= Text section =
— start —

In Gujarati, Swami Narmadanandaji’s work is well-known. He was a disciple of Sri Rang Avadhoot Maharaj, who himself was a disciple of the great saint Swami Vasudevananda Saraswati, also known as Tembe Swami, highly revered in the Narmadakhand. Two other books – one of Swami Mayananda called ‘Narmada Panchang’ and another by Shri Dayashankar Dubey had also played the function of source-books for some later accounts. One such version describing in brief the importance of most places / ghats and Teerthas (places that are mentioned in some of the Puranas) is by renowned Sanskrit scholar Shri Prabhudatta Brahmachari. Shri Prabhudattaji had his ashrama near Prayag and in 1977 did a vehicle Parikrama with a big group in bus and four-wheelers taking 26 days to complete the circuit. In a way he pioneered the idea of a vehicle Parikrama. A similar book is ‘Narmada Pradakshina’ by Swami Omkarananda Giri and details the importance of nearly 500 Teerthas and ghats. A popular contemporary handbook for Parikramavasis is by Swami Atmakrishna of Tilakwada in Gujarat. This is particularly useful as it has incorporated in detail the changes in the geography of the region and therefore the paths due to construction of various dams. It gives options in various segments of the Parikrama circuit of going through roads as well as ‘Pagdandis’ close to the river and indicates the relative ease and difficulty of all the choices. Several accounts of Parikrama have been written in Marathi too.
A very popular three volume work in Hindi as well as Gujarati is by Shri Amritlal Vegad, a Professor of Art in Jabalpur. Trained in Tagore’s University Santiniketan under the eminent artist Nandalal Bose, he undertook ‘Pada-Yatras’ on the Narmada cirxuit and later even some of her tributaries for nearly three decades. His works have a high literary value and have received prestigious honours like the Sahitya Akademi Award, Shikhar Samman etc. He has also done numerous sketches and collages depicting both nature and people in the Narmadakhand.

— end —

= Record extracts =
— start —

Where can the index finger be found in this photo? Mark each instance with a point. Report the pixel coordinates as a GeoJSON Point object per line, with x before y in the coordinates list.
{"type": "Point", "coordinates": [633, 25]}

— end —
— start —

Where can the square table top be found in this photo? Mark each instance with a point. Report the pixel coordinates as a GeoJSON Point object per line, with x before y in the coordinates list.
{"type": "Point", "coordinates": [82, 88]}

— end —

= Complete the following =
(A) In the passage on Narmada Parikrama literature, rewrite the part starting with "A very popular" and going on through "people in the Narmadakhand.", substituting "paintings" for "collages".
(B) Answer these questions from the passage on Narmada Parikrama literature:
(i) In what year did Shri Prabhudatta Brahmachari do a vehicle Parikrama?
(ii) About how many Teerthas and ghats does 'Narmada Pradakshina' describe?
(iii) Under which artist did Shri Amritlal Vegad train at Santiniketan?
(C) Carry the passage on Narmada Parikrama literature forward from its last sentence.

= Final answers =
(A)
A very popular three volume work in Hindi as well as Gujarati is by Shri Amritlal Vegad, a Professor of Art in Jabalpur. Trained in Tagore’s University Santiniketan under the eminent artist Nandalal Bose, he undertook ‘Pada-Yatras’ on the Narmada cirxuit and later even some of her tributaries for nearly three decades. His works have a high literary value and have received prestigious honours like the Sahitya Akademi Award, Shikhar Samman etc. He has also done numerous sketches and paintings depicting both nature and people in the Narmadakhand.

(B)
(i) 1977
(ii) Nearly 500
(iii) Nandalal Bose

(C)
One thing common in all accounts of Narmada Parikrama is that it is undoubtedly the most transfiguring experience of the lives of those who undertake this rigourous Tapasya. One becomes a new person after this. The Parikramavasis also emphasise that they unmistakably felt the invisible hand of Mother Narmada guiding, protecting, and nourishing them, and supplying them with whatever they really needed, oftentimes surpassing their expectations and in most incredible ways. Also to be noted is the fact that language is not at all a constraint in undertaking the Parikrama; indeed hundreds of persons who do not speak a single sentence of Hindi (the lingua franca of Central India) fluently, are able to venture upon this without any difficulty on that account. The Narmadakhand has saints and ascetics (known as ‘Mahatmas’ in the region) from whole of India who have settled in their kutis (small huts) or Ashramas. One can find such Mahatmas who hailed from southern Indian states, Bengal or even a few westerners too – there have been ascetics living in the region in recent times of diverse European origins, like Greek, French, and German.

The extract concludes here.